Last few days Elihu has been watching some pretty horrible and graphic films on Youtube about factory chicken farming. Originally I’d wanted to discourage him – I myself certainly couldn’t watch along side him – but in the end he’d said to me quite seriously that he had to know about this. He wanted to know the truth. I’ve been bringing up the conversation about us making a solid effort to be vegetarians for a long time now – in fact I myself hardly eat meat anymore. I love it, but I make it for Elihu alone. He knows this, and lately he’s been wrestling with it. Facebook is full of ‘shares’ showing graphic images of the factory farming industry. It’s a discussion that is unavoidable in my immediate world. And my son is just beginning to think more deeply about this himself, and I’m glad to know it. We’ve also discussed the possibility of eating only the chickens that we ourselves raise. I point out to him that in most parts of the world, meat is not consumed as it is here; people eat far less of it as it’s not so cheap and abundant in other places as it is here. I tell him that part of the reason we’re used to eating so much meat here in America is because it’s affordable for us. Why? Precisely because of the brutal factory-raising of these creatures. It’s possible for us westerners to eat meat in large quantities specifically because of the inhumanity with which we raise these animals. Elihu is deeply conflicted. He loves meat. He really does. Must be something to the blood-type thing, I don’t know. But he seems to crave it. I love meat too, but can go weeks without it. Not Elihu. And so he is beginning to grapple with this. His thinking has essentially come to this: if we do not eat meat in a respectful and grateful way (offering prayers of thanks to the animal for her life before we eat) then we are simply letting the animal be consumed by less thoughtful, less thankful people. Essentially, she will have lived and died this horrible life in vain because there was no one to appreciate her life, no one to redeem this horrible event. I get it. And he means it. He’s not trying to create a weak justification for eating meat. I know what he means. But still.

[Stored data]
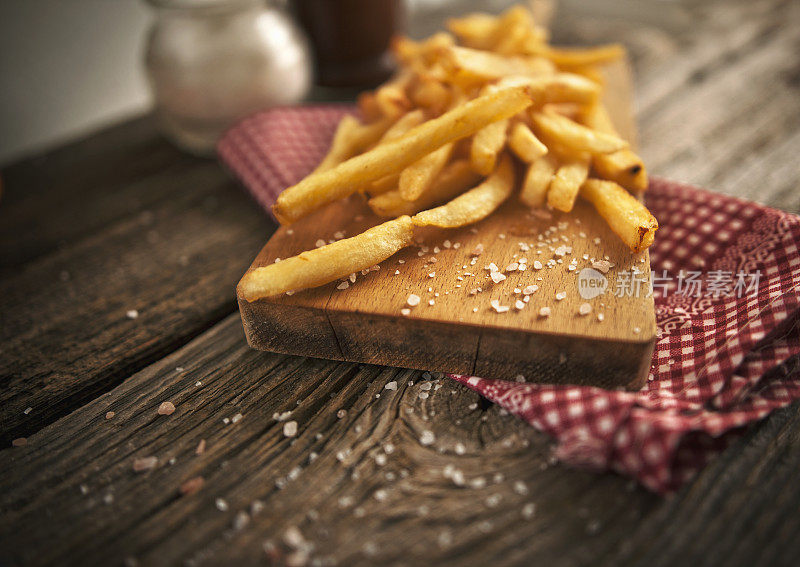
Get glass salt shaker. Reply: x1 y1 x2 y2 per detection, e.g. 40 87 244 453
145 0 312 155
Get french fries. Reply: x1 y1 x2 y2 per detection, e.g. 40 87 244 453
531 112 628 154
272 86 531 224
314 115 396 173
411 156 514 228
368 159 481 218
581 179 658 252
519 154 556 208
508 122 548 163
547 155 589 213
470 120 508 175
247 6 658 301
581 103 648 193
238 216 414 301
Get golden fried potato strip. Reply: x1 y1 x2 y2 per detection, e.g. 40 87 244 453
397 142 453 201
547 155 589 213
580 179 658 252
519 154 557 207
508 122 548 163
531 112 628 154
411 155 515 228
368 163 481 218
314 114 396 173
581 103 649 193
272 86 532 224
238 216 414 301
470 120 509 175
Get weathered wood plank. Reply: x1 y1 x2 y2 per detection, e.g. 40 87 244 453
0 315 657 565
0 122 271 446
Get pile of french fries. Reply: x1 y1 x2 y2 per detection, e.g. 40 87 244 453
240 7 658 301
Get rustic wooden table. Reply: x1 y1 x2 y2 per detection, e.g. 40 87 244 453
0 0 800 565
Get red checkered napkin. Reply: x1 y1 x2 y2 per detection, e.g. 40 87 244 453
219 106 800 493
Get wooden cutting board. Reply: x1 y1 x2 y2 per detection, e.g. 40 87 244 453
239 65 656 388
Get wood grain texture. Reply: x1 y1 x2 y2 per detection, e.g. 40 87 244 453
0 0 800 567
0 316 657 565
239 64 656 388
0 120 269 445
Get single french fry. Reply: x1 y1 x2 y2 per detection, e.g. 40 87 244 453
397 142 453 201
411 77 451 116
239 216 414 301
411 155 514 228
272 86 531 223
580 179 658 252
547 155 589 213
581 104 649 193
470 120 508 175
510 122 547 163
314 114 394 173
531 112 628 154
368 159 481 218
519 154 557 207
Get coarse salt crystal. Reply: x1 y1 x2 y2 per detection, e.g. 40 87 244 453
489 299 511 313
283 421 297 437
592 260 614 274
489 272 506 283
419 429 436 447
133 457 158 472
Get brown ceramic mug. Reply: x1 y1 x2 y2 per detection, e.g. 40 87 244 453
290 0 405 87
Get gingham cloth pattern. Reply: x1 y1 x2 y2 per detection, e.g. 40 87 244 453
219 106 800 493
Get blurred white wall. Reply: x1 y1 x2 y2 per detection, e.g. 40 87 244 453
0 0 150 164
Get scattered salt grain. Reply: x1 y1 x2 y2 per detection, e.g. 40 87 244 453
489 299 511 313
592 260 614 274
283 421 297 437
133 457 158 472
178 476 206 496
489 271 506 283
158 402 175 415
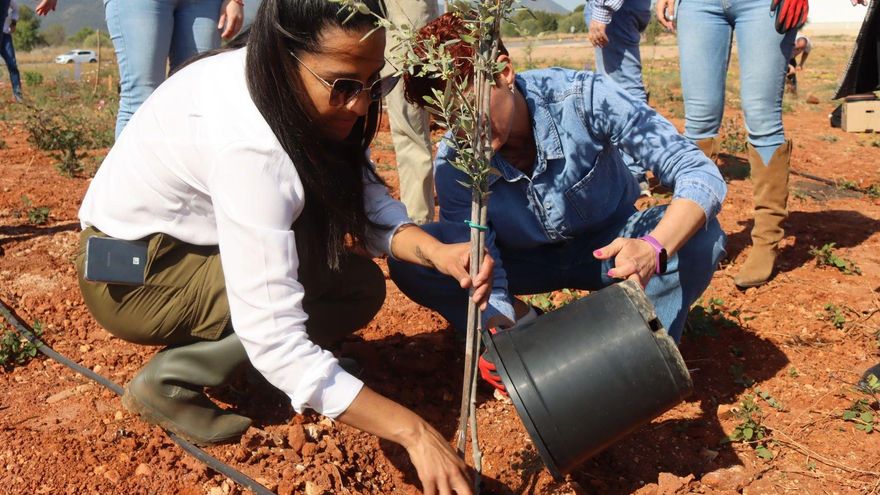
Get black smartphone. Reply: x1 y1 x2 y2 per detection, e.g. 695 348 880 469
84 237 147 285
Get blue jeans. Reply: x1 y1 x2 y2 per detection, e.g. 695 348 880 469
104 0 222 138
0 0 9 36
0 33 22 100
388 206 726 342
584 0 651 180
677 0 796 163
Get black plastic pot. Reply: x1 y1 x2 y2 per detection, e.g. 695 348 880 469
483 281 693 479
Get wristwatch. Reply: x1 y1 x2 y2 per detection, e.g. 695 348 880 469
639 235 669 275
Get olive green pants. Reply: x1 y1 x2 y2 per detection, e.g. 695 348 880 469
76 228 385 346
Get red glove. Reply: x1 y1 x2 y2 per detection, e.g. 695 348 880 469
477 328 507 397
770 0 810 34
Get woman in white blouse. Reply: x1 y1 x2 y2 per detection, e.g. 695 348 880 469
77 0 484 493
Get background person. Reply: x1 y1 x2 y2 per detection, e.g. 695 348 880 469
385 0 437 225
104 0 244 138
0 0 24 103
584 0 651 196
785 34 813 94
388 14 726 392
77 0 492 494
656 0 805 288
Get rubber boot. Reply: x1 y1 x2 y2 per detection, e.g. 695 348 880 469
694 136 721 162
122 333 251 445
733 141 791 288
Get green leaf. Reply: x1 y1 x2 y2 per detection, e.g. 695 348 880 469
755 445 773 461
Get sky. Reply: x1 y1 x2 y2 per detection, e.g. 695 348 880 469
245 0 867 24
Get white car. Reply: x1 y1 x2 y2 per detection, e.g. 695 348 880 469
55 50 98 64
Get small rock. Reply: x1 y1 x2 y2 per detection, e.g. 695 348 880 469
700 447 718 462
743 478 778 495
657 473 694 495
104 469 120 485
306 481 324 495
300 442 318 457
287 425 306 452
303 423 321 442
700 466 750 491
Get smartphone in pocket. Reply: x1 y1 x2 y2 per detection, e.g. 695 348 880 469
83 237 147 285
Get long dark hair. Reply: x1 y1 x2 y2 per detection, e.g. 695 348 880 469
198 0 388 269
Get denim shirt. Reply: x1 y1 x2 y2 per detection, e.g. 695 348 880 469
434 68 727 319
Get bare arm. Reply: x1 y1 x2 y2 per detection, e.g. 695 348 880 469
337 387 472 495
391 224 495 309
593 198 706 287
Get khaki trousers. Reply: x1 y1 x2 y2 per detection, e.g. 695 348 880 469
76 228 385 346
385 0 438 224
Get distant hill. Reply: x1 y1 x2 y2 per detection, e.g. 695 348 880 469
38 0 107 36
34 0 573 36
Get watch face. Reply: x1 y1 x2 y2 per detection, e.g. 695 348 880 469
660 249 667 273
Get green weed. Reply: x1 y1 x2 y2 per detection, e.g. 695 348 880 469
14 194 50 225
755 388 785 411
21 70 43 88
0 321 43 371
824 303 846 330
810 242 862 275
721 118 746 155
684 297 743 338
25 108 92 177
523 289 581 313
721 395 773 460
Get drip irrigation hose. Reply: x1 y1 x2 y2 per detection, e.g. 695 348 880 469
0 300 274 495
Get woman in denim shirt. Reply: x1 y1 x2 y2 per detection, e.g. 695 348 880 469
389 14 727 388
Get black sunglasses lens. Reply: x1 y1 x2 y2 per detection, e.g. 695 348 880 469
370 76 400 101
330 79 364 106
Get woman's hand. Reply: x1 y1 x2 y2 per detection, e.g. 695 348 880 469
219 0 244 40
34 0 58 15
656 0 676 31
404 422 472 495
336 386 473 495
593 237 657 288
587 21 608 48
425 242 495 310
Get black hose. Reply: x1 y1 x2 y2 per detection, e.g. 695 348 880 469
0 300 274 495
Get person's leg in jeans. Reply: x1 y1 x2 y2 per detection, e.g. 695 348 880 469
0 33 24 102
676 0 732 158
0 0 9 38
584 0 651 195
385 0 437 224
104 0 177 138
388 213 726 342
731 0 797 288
730 0 797 163
168 0 222 72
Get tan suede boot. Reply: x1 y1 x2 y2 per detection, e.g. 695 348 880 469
733 141 791 288
694 136 721 162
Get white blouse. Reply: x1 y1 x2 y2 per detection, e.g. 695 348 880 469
79 49 410 418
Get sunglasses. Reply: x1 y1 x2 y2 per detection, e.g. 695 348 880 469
290 52 400 107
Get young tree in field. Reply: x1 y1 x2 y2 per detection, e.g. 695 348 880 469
334 0 513 488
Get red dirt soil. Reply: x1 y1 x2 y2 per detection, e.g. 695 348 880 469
0 98 880 495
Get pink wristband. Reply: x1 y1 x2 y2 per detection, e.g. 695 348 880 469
639 235 666 275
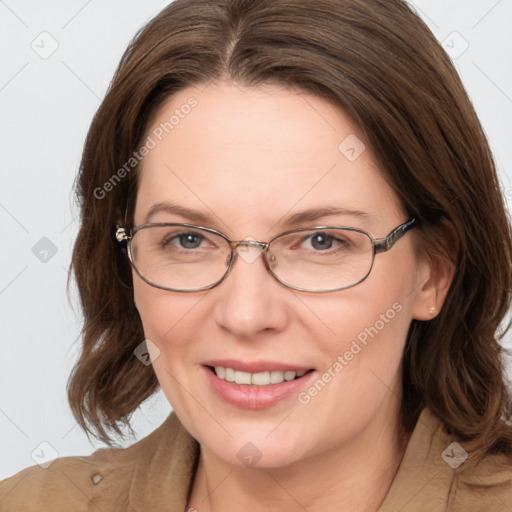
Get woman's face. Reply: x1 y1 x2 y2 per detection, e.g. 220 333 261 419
133 83 435 467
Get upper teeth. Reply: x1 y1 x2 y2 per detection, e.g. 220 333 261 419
215 366 307 386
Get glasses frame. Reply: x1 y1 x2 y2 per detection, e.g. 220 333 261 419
115 217 418 293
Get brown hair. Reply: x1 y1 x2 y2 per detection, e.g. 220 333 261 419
68 0 512 454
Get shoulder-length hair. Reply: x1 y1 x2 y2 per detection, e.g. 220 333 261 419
68 0 512 454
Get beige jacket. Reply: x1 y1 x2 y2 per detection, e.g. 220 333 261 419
0 409 512 512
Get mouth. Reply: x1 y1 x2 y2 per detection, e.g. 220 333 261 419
207 365 314 386
202 361 317 410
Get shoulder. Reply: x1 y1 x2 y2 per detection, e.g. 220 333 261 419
379 408 512 512
452 455 512 512
0 449 120 512
0 413 198 512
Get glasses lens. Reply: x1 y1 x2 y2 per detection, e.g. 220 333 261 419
131 225 231 290
267 228 373 291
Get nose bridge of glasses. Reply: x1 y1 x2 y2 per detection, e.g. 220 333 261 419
230 237 268 263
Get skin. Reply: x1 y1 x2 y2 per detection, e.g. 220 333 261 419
134 82 453 512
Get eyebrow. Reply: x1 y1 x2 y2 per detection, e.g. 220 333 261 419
144 202 370 226
144 203 211 224
282 207 370 226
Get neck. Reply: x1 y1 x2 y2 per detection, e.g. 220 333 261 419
187 393 405 512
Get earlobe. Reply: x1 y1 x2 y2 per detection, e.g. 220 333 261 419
412 221 458 320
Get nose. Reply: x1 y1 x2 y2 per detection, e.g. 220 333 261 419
214 245 292 340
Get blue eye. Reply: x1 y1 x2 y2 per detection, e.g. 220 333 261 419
176 233 203 249
309 233 334 251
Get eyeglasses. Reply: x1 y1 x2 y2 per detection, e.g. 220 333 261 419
116 218 416 293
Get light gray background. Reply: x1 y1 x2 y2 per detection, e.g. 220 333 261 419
0 0 512 478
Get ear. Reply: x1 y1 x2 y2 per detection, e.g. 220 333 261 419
411 220 459 320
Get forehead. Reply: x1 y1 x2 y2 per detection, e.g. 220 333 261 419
135 84 399 234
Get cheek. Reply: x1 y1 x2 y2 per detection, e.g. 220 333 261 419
134 277 201 351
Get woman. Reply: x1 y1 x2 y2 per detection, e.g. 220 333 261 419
0 0 512 512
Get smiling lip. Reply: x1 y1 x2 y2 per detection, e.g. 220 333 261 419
202 359 311 373
203 360 315 410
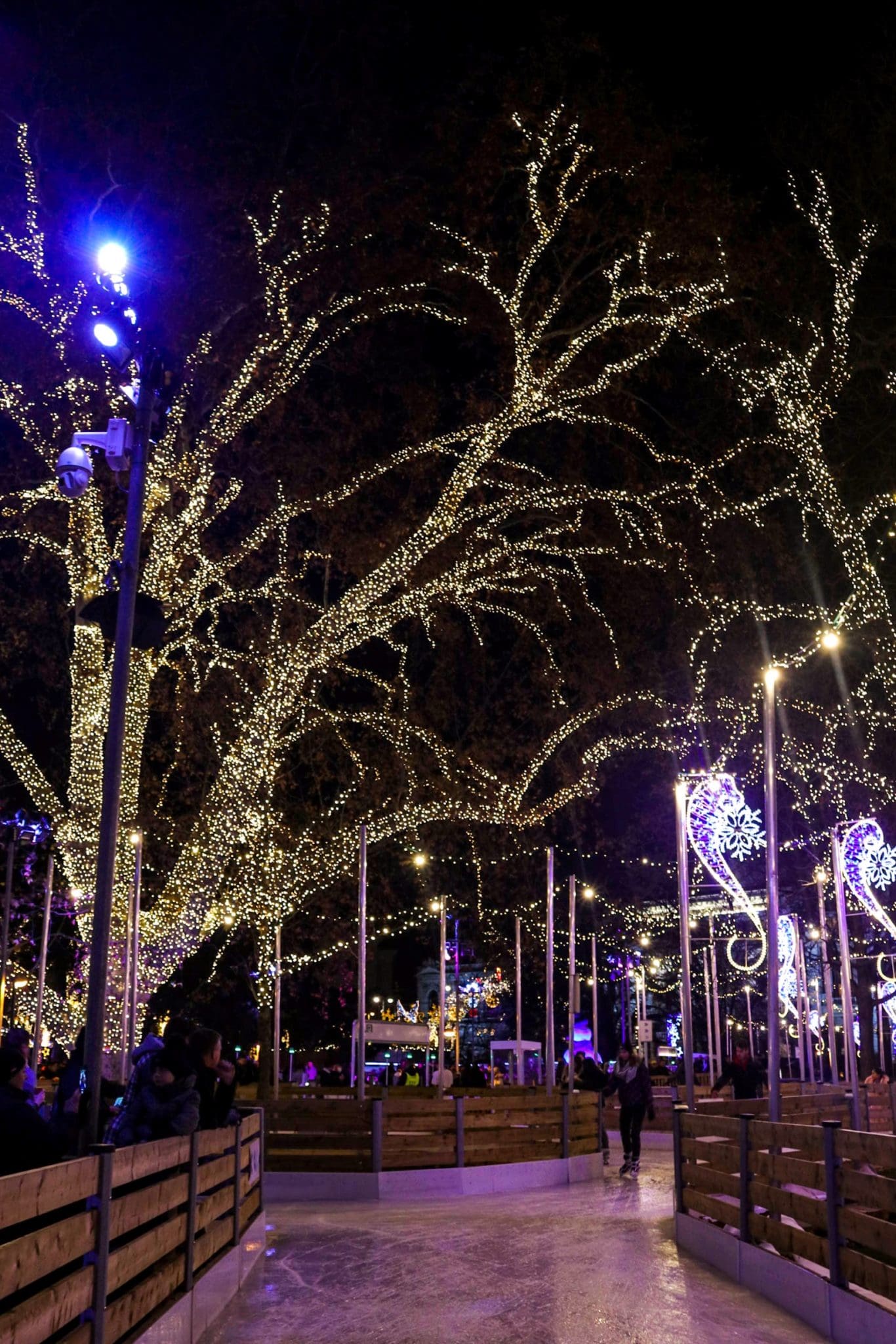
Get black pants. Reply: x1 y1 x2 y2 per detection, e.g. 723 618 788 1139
619 1103 647 1163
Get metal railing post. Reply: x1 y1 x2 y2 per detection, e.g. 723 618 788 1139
821 1120 844 1288
184 1129 199 1293
87 1144 115 1344
232 1120 243 1246
672 1106 688 1213
371 1097 383 1172
737 1113 752 1242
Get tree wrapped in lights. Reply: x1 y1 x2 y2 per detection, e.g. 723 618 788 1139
0 113 725 1038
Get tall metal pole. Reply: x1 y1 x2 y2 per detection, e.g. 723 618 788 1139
128 831 144 1062
85 352 159 1144
676 780 695 1110
0 830 16 1035
703 948 718 1083
762 668 781 1124
273 923 283 1101
790 915 807 1083
31 853 52 1078
794 915 821 1083
830 830 860 1129
568 877 575 1095
815 868 840 1083
591 933 600 1064
544 848 558 1097
355 824 367 1102
709 915 723 1078
454 919 460 1074
118 883 134 1083
514 915 523 1087
437 900 446 1098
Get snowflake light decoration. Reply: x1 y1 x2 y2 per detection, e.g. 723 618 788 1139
716 799 765 859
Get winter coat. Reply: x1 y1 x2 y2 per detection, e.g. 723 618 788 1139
712 1059 763 1101
114 1074 199 1148
0 1083 66 1176
607 1059 653 1106
104 1034 165 1148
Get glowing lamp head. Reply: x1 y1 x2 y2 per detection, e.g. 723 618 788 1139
96 242 128 276
92 323 118 349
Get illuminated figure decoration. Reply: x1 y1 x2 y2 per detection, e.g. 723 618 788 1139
687 774 765 972
840 817 896 1026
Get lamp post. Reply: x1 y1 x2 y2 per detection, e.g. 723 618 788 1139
0 825 19 1034
31 853 52 1078
432 900 446 1101
513 915 523 1087
830 827 860 1129
355 824 367 1104
544 847 556 1097
567 877 575 1095
763 667 781 1124
676 780 695 1110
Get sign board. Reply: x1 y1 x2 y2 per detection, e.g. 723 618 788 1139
364 1017 430 1047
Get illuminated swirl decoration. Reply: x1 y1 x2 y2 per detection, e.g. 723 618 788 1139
688 774 765 972
840 817 896 1026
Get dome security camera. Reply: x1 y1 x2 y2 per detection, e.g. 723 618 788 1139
56 444 92 500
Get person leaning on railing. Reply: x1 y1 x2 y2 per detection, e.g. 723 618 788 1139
190 1027 236 1129
0 1045 81 1176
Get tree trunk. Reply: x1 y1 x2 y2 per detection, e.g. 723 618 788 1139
258 1004 274 1102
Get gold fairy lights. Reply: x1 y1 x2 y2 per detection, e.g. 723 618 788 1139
0 110 896 1043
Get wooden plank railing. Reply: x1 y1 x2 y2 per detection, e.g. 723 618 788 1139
0 1110 263 1344
674 1108 896 1309
264 1087 601 1172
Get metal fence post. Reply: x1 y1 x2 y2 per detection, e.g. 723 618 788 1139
184 1129 199 1293
672 1106 688 1213
739 1113 752 1242
371 1097 383 1172
87 1144 115 1344
232 1120 243 1246
821 1120 844 1288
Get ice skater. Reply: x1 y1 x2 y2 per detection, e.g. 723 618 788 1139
606 1045 654 1176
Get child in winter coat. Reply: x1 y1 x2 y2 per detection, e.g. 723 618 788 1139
114 1048 199 1148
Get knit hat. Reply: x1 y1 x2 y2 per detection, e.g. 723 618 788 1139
0 1045 26 1083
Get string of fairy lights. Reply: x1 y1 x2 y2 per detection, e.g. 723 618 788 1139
0 109 896 1043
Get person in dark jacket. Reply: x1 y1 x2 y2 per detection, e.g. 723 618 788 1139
0 1045 73 1176
606 1045 653 1176
104 1017 192 1148
190 1027 236 1129
115 1045 199 1148
712 1040 762 1101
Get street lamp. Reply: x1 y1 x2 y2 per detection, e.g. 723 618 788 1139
68 243 174 1143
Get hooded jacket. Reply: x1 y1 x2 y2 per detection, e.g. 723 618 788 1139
606 1059 653 1106
0 1083 66 1176
114 1074 199 1148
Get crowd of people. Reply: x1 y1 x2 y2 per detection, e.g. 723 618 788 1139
0 1017 236 1176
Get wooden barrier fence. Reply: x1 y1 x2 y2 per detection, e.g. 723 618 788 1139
264 1087 601 1172
673 1108 896 1311
0 1110 263 1344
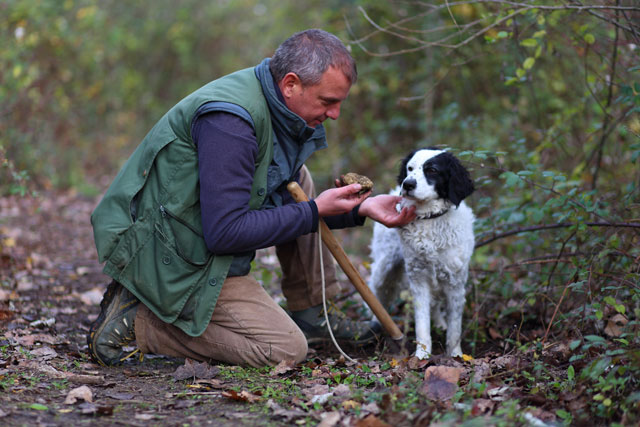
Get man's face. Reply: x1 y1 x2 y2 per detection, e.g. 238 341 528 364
278 67 351 128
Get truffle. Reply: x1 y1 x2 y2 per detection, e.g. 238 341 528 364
342 172 373 195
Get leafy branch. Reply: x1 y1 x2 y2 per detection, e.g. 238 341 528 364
347 0 640 57
476 222 640 248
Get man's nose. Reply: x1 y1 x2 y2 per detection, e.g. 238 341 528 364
327 103 340 120
402 178 417 191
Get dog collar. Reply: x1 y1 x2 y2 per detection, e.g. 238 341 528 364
416 209 449 219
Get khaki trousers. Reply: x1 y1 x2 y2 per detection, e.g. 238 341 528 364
135 166 340 367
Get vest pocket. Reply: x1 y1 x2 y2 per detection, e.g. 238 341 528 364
156 205 212 267
122 229 207 323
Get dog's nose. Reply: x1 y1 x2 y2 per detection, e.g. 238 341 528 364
402 179 417 192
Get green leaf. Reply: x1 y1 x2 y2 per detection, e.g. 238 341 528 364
584 335 606 342
29 403 49 411
533 45 542 58
522 57 536 70
500 171 520 187
567 365 576 381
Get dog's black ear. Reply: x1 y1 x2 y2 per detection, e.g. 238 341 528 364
445 153 475 207
396 150 418 185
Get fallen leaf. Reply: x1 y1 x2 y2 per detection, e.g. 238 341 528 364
267 399 309 421
355 415 390 427
302 384 329 398
471 399 496 417
422 366 463 401
271 359 296 377
106 391 133 400
29 346 58 360
342 400 360 410
318 411 341 427
76 288 104 305
172 359 220 381
136 414 155 421
489 328 504 340
222 390 261 403
64 385 93 405
333 384 351 396
311 393 333 405
604 313 629 337
362 402 380 415
487 386 509 402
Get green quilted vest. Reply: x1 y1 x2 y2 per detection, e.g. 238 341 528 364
91 68 273 336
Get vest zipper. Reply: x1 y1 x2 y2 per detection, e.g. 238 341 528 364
160 205 208 267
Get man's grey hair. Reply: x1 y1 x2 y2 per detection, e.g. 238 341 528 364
269 29 358 86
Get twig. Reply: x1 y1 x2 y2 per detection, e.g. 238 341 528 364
475 222 640 248
542 270 578 344
585 0 620 190
352 0 640 57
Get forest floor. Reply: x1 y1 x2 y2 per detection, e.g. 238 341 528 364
0 192 632 426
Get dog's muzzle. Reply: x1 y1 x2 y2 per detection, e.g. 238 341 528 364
402 178 418 195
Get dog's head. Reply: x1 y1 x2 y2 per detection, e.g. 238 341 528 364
398 148 475 207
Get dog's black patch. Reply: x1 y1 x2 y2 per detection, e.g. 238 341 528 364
397 147 475 207
422 151 475 207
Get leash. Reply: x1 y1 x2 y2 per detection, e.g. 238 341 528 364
318 227 355 362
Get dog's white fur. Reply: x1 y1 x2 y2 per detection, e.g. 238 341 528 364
369 149 474 359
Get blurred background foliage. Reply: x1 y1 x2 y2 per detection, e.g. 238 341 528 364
0 0 640 420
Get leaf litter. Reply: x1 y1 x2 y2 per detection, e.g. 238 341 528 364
0 193 640 426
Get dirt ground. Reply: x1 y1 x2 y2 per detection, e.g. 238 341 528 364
0 192 640 427
0 193 294 426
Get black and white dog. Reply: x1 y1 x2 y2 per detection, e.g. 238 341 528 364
369 148 474 359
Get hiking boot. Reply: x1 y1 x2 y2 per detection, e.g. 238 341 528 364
291 301 380 346
87 280 139 366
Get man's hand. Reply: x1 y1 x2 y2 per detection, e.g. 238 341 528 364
358 194 416 227
313 184 370 217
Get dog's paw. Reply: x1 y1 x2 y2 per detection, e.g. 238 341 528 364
451 345 462 357
416 343 431 360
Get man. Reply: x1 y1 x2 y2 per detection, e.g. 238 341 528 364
87 29 415 366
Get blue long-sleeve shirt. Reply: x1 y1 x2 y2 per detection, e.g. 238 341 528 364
192 112 365 254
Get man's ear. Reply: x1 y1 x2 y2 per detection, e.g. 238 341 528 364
278 73 302 99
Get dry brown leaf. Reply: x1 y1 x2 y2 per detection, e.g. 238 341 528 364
333 384 351 397
271 359 296 376
604 313 629 337
422 366 463 401
318 412 341 427
222 390 261 403
471 399 496 417
355 414 390 427
75 287 104 305
342 400 360 410
64 385 93 405
172 359 220 381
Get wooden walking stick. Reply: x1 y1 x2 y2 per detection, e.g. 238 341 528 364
287 181 404 341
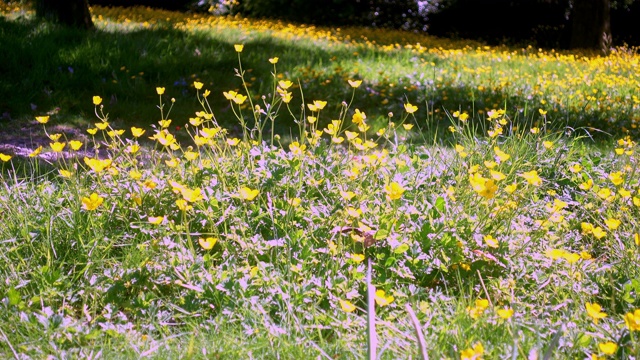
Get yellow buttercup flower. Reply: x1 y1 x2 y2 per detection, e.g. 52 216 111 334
95 121 109 131
584 303 607 324
131 126 146 138
624 309 640 331
460 342 484 360
82 193 104 211
238 186 260 201
598 341 618 355
374 290 394 306
198 237 218 250
69 140 83 151
147 216 164 225
520 170 542 186
29 145 42 157
49 141 67 152
36 116 49 124
384 181 405 200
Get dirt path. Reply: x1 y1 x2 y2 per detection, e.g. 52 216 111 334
0 120 87 159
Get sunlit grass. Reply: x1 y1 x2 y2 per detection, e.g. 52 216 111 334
1 2 640 134
0 1 640 359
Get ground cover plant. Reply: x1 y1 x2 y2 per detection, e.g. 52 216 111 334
0 1 640 359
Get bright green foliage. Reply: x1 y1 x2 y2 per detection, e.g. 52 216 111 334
0 2 640 359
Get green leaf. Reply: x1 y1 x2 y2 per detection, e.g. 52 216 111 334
7 288 22 305
373 229 389 240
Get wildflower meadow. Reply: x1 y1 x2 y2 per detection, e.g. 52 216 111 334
0 4 640 359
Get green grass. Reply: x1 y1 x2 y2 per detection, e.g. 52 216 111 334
0 6 640 134
0 2 640 359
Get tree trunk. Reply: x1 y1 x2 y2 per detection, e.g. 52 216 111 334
36 0 93 29
570 0 611 52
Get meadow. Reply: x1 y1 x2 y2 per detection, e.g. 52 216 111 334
0 4 640 359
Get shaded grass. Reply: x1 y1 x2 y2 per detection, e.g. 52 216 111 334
0 7 639 141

* WHAT YOU NEED TO DO: Extend the blog post about Elihu and factory chicken farming, picking up right after its last sentence. The records have nothing to do with this.

* TASK OUTPUT:
Just now my work was interrupted by a sound I know well. I can often hear the chirping of my hens just outside the basement windows, but they’re never this loud. Besides, it’s raining out today, and even if they were just outside I wouldn’t hear them like this. I stop and listen. That’s a chirping sound – I know that sound! That’s not a grown chicken, that’s the sound of a chick! But now? After hours of silence? I’ve been in my office over an hour and have heard nothing. Could it possibly be?

In a word, yes. Somehow this little creature managed to escape the attack. It had had the sense to hide, to quiet itself, to wait until the danger had passed. And upon seeing me, it came directly towards me, peeping its hunger, its fear, its relief. How lucky this tiny bird was – is – for it is perched upon my shoulder, quiet now after some food and drink. I marvel at how this creature seems to understand that I will give it safety, that it needn’t fear me. Amazing. I don’t want to anthropomorphize this little chick – it’s obviously nothing personal that it has found comfort with me – but nonetheless there is something very touching, very moving about its show of trust. I feel a sense of connection with this creature.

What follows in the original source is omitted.